═══ Texto extraído
Adquirí un boleto para el trasatlántico que chocó contra el iceberg. Durante mucho tiempo fui una furiosa abstencionista, a quien no convencían ninguno de los argumentos de las propuestas conocidas en los espacios en los que solía moverme. En la UCV jamás voté por nadie. Pues era militante de un zurdo y extremista grupo, que despreciaba los procesos electorales de cualquier naturaleza. La desconfianza aderezada con enormes raciones de veneno marxistoide, me impidieron valorar la verdadera significación del voto, como un elemento esencial de la democracia. Mi padre sí lo valoró, mucho antes que a mí me cayera la locha.
Esta postura era conocida, pomposamente, entre la patulea roja como “abstención militante”. La misma que no reconocía las formas de participación que se activaban con el sufragio. Me sentía dueña de la verdad, lo que me daba la arrogancia necesaria para desdeñar aspectos fundacionales de nuestra política vernácula, como el Pacto de Punto Fijo. Al que nos referíamos en un tono despectivo, calificándolo como puntofijismo. Eso estaba en el guion sectario y fanático que debíamos repetir. Sin haber leído las dos páginas que contenían el pacto de gobernabilidad, firmado por los líderes que contribuyeron a derrotar el militarismo tiránico de Marcos Pérez Jiménez.
══════
═══ Datos del ejercicio
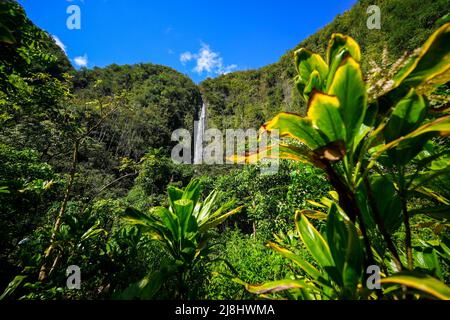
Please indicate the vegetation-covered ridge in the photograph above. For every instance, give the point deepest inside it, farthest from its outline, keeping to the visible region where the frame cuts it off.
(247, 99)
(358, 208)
══════
═══ Datos del ejercicio
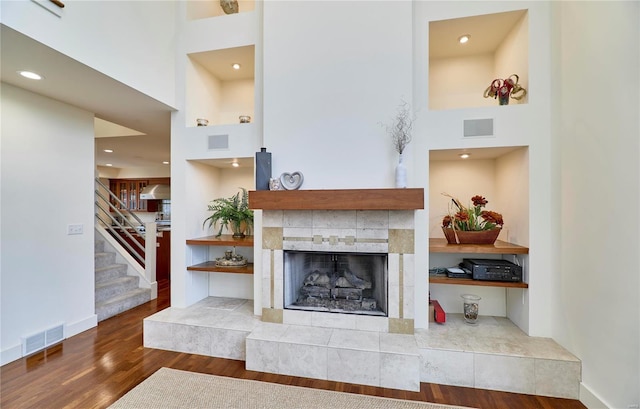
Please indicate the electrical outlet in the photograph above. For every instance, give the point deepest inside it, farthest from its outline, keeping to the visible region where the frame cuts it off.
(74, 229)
══════
### Objetivo de la tarea
¿Cuáles son todos los nombres propios que aparecen en el texto sobre el abstencionismo? Los registros provienen de otra fuente.

### Respuesta
UCV, Pacto de Punto Fijo, Marcos Pérez Jiménez